--- Material for the task ---
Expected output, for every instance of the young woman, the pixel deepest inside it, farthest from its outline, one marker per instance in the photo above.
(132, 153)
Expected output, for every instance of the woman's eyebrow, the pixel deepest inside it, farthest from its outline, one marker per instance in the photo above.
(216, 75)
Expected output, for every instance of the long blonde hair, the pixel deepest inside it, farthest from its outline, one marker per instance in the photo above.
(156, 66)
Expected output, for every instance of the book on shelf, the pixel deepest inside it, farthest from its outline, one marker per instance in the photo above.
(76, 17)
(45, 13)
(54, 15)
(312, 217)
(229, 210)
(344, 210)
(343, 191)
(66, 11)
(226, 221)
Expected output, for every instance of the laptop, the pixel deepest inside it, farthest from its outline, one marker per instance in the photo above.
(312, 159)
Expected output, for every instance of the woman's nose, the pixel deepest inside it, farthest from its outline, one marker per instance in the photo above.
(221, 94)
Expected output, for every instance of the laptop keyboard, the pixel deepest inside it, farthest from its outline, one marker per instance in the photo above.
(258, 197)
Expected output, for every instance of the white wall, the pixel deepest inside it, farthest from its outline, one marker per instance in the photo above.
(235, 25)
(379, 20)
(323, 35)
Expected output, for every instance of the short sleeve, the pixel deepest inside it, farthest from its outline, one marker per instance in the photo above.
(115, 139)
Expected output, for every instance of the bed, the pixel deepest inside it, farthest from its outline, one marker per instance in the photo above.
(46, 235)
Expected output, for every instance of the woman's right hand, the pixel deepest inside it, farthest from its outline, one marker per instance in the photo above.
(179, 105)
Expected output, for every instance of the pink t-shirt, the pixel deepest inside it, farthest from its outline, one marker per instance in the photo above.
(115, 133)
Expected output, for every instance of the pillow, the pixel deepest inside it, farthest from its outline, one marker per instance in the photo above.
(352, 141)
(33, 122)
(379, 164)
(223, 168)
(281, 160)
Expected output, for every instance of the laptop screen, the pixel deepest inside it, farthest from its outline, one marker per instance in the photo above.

--- Exercise prompt ---
From the line containing "Expected output, for every instance of the bed, the" down to the final line of the records above, copy everything exactly and include nothing else.

--- Exercise response ---
Expected output, for every instance of the bed, the pixel deepest inside it, farthest from its outline, one marker per instance in the photo above.
(46, 235)
Expected output, for every instance of the woman's right hand, the pixel deepest inside it, farthest from its outline, one marker per instance in the photo above.
(179, 105)
Expected output, for every instance of the pink t-shirt, the pixel deepest inside it, farthest from its outline, one marker per instance in the photo above.
(115, 133)
Expected output, for every instance of the pillow, the pixel deepest inside it, farthest from its outline, one marker per instance in the photo above.
(352, 141)
(33, 122)
(379, 164)
(223, 168)
(281, 160)
Expected output, for every instance of the laptop screen, the pixel deepest inside it, farthest from its outline, one marker per instance in the photo above.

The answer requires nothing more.